The request: Each record must be reproduced exactly as it is shown.
## Start
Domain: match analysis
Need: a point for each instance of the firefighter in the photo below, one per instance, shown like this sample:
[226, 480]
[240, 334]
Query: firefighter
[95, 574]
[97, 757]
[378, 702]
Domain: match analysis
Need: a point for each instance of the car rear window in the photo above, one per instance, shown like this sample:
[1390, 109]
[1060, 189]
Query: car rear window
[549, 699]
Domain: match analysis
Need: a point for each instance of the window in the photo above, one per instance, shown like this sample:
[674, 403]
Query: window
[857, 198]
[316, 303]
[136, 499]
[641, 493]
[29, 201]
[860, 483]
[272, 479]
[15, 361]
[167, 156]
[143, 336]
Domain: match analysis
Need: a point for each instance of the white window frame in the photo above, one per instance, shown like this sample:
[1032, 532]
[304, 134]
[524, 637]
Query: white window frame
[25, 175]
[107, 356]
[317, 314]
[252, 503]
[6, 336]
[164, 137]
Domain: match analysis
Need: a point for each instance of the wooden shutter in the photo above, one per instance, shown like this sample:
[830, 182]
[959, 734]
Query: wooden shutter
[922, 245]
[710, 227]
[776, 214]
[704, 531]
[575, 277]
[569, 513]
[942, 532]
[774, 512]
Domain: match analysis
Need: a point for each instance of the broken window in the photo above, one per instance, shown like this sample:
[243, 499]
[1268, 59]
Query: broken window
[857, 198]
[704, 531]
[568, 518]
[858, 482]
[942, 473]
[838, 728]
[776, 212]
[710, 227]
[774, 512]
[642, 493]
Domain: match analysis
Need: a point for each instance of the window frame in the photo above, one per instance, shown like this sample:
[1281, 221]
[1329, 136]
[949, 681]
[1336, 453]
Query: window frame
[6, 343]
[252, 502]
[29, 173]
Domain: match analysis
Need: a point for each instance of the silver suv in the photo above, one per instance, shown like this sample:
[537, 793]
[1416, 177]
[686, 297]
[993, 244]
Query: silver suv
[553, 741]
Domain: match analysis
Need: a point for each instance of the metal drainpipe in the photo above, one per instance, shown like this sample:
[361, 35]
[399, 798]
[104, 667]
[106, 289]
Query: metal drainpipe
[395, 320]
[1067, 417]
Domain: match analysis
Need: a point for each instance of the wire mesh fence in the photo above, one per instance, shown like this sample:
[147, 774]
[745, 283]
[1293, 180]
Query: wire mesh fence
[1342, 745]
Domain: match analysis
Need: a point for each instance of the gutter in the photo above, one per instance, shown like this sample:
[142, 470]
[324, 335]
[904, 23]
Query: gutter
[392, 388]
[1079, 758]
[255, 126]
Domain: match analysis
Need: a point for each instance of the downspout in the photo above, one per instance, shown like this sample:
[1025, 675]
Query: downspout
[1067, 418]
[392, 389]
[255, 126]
## End
Solution to this exercise:
Domain: match analysis
Need: a point for each instance of the firefighter in the photo below, one per instance, shown like this sample:
[226, 480]
[240, 334]
Query: firefighter
[95, 574]
[97, 757]
[378, 702]
Domain: match analysis
Need: a point for each instance of the car rear window in the photo above, one per instance, shown like this sample:
[1390, 109]
[1060, 189]
Query: car rear window
[549, 699]
Domain: match analysis
Need: a point for each instance of the window in the photo above, one per instance, shown like this sample:
[674, 403]
Query: window
[857, 198]
[316, 303]
[136, 499]
[641, 493]
[29, 201]
[860, 483]
[272, 479]
[15, 361]
[167, 156]
[143, 336]
Domain: match analysis
Need: a point for each instance of the white window frame in the photo above, one per instance, shown like this sample:
[1032, 532]
[304, 134]
[524, 637]
Query: white window frame
[25, 175]
[107, 356]
[317, 314]
[252, 503]
[6, 336]
[164, 137]
Domain: match analysis
Need: a point for each instance of the wooden shutter in the photo above, one per instance, shown like this sample:
[830, 182]
[959, 734]
Query: wooden shutter
[922, 245]
[710, 227]
[776, 214]
[704, 531]
[575, 277]
[569, 513]
[942, 532]
[774, 512]
Domain: match analysis
Need: a point for each instance of the broken window in the photo above, one per instance, shown like this sample:
[243, 499]
[1268, 59]
Query: broken window
[857, 198]
[704, 531]
[568, 518]
[858, 482]
[942, 473]
[838, 728]
[776, 212]
[710, 227]
[774, 512]
[642, 493]
Domain: match analysis
Need: a point for each instance of the window frame in the photo above, one per instance, shown like this sample:
[1281, 221]
[1329, 136]
[949, 681]
[1336, 453]
Query: window frame
[6, 343]
[252, 502]
[29, 173]
Domain: match analysis
Need: a point for each instance of the silver suv in the photo above, one per instance, shown like this sample:
[537, 793]
[1416, 177]
[686, 297]
[993, 244]
Query: silver suv
[553, 741]
Domain: match analysis
Need: a point for each instance of the metal drainpipe in the photo above, one per instance, shown like this sample:
[361, 35]
[399, 798]
[104, 667]
[106, 289]
Query: metal drainpipe
[395, 320]
[1067, 417]
Domain: match analysis
Need: a point for each instance of the wire mesh fence in the photo above, one per instance, shown like this sample:
[147, 774]
[745, 283]
[1293, 180]
Query: wire mesh fence
[1342, 745]
Domain: match analysis
Need: a point for each instance of the gutter in the photo above, one per instance, shown like this sample:
[142, 470]
[324, 335]
[904, 23]
Query: gutter
[392, 388]
[1079, 758]
[255, 126]
Domain: match analysis
Need: a point for each instance of the downspout in the photo above, one per instance, shown like this sample:
[1025, 675]
Query: downspout
[1067, 418]
[392, 389]
[255, 126]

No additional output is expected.